Polri Harus Buka 17 Rekening Tidak Wajar
Status hukum 17 rekening milik perwira Polri yang dinilai tidak wajar kini menjadi perdebatan. Komisi Informasi (KI) Pusat melalui putusannya yang dibacakan pada 8 Februari lalu menilai, informasi mengenai nama 17 perwira Polri pemilik rekening tak wajar dan besaran isi rekeningnya adalah informasi publik. Namun Markas Besar Polri menolak membuka rekening itu, dengan alasan membuka rekening yang berasal dari laporan hasil analisis Pusat Pelaporan dan Analisis Transaksi Keuangan (PPATK) itu dapat melanggar undang-undang.
Polri menyandarkan alasannya pada UU Pencucian Uang. Pasal 11 Ayat (1) UU Nomor 8 Tahun 2010 tentang Pencegahan dan Pemberantasan Tindak Pidana Pencucian Uang menyatakan, pejabat atau pegawai PPATK, penyidik, penuntut umum, hakim, dan setiap orang yang memperoleh dokumen atau keterangan untuk pelaksanaan tugasnya menurut UU ini wajib merahasiakan dokumen atau keterangan itu, kecuali untuk memenuhi kewajiban menurut UU ini. Selain itu, Polri juga beralasan, mekanisme banding atas putusan KI tidak jelas.
Polri menggugat putusan KI Pusat ke Pengadilan Tata Usaha Negara (PTUN). Namun gugatan itu tidak bisa diproses, karena PTUN tidak bisa mengadili putusan lembaga publik yang digugat oleh institusi pemerintah lainnya. Polri pun mencabut gugatannya pada 7 Juni lalu. Sesuai UU Nomor 14 Tahun 2008 tentang Keterbukaan Informasi Publik (KIP) dan Peraturan Komisi Informasi Nomor 2 Tahun 2010 tentang Penyelesaian Sengketa Informasi, 14 hari setelah pencabutan gugatan itu, putusan KI sudah inkracht (berkekuatan hukum tetap).

### Yang Harus Dikerjakan
1. Cetak ulang bagian kutipan tentang rekening perwira Polri mulai dari "Polri menggugat putusan" sampai "(berkekuatan hukum tetap).", kedua ujungnya ikut dicetak.
2. Tuliskan lanjutan kutipan tentang rekening perwira Polri, dimulai setelah kalimat terakhirnya.

### Informasi yang Diambil
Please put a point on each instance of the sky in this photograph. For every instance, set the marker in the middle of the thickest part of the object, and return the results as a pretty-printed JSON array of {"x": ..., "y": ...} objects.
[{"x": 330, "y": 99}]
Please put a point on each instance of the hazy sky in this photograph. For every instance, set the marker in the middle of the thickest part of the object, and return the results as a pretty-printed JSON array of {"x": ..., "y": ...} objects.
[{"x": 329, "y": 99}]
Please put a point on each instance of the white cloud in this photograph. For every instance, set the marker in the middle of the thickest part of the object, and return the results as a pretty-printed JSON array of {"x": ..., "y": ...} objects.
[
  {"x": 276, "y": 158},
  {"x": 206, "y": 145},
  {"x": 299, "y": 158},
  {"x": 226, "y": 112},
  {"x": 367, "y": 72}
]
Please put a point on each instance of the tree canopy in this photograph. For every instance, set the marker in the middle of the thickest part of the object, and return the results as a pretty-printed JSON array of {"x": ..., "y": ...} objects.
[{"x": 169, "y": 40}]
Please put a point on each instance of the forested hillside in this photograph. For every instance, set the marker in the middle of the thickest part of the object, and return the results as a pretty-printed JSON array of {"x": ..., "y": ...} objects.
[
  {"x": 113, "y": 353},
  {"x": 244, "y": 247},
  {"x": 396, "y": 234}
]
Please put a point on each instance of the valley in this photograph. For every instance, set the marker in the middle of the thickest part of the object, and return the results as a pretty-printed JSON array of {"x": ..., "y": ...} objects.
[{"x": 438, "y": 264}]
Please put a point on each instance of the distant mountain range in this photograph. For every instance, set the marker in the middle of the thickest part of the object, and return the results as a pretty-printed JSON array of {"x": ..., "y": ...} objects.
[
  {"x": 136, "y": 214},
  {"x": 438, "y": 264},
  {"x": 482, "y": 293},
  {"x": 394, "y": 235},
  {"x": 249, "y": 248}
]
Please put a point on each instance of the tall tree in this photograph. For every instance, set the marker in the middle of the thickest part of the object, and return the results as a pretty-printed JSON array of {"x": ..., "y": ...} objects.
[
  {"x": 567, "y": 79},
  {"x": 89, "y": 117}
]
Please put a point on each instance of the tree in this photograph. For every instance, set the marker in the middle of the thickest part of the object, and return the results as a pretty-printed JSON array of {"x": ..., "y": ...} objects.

### Hasilnya
1.
Polri menggugat putusan KI Pusat ke Pengadilan Tata Usaha Negara (PTUN). Namun gugatan itu tidak bisa diproses, karena PTUN tidak bisa mengadili putusan lembaga publik yang digugat oleh institusi pemerintah lainnya. Polri pun mencabut gugatannya pada 7 Juni lalu. Sesuai UU Nomor 14 Tahun 2008 tentang Keterbukaan Informasi Publik (KIP) dan Peraturan Komisi Informasi Nomor 2 Tahun 2010 tentang Penyelesaian Sengketa Informasi, 14 hari setelah pencabutan gugatan itu, putusan KI sudah inkracht (berkekuatan hukum tetap).

2.
Sengketa informasi ini terjadi antara Indonesia Corruption Watch (ICW) dan Mabes Polri. ICW selaku pemohon informasi mengajukan sengketa ini ke KI Pusat, dan KI telah membacakan putusannya pada 8 Februari lalu. Menurut Guru Besar Ilmu Hukum Tata Negara Universitas Indonesia, Jimly Asshiddiqie, ICW bisa melaporkan Kepala Polri ke provost. Kapolri bisa dikenai Pasal 52 UU KIP dengan pidana kurungan satu tahun atau denda Rp 5 juta. Polri juga bisa diadukan karena telah menghalang-halangi penegakan hukum (obstruction of justice).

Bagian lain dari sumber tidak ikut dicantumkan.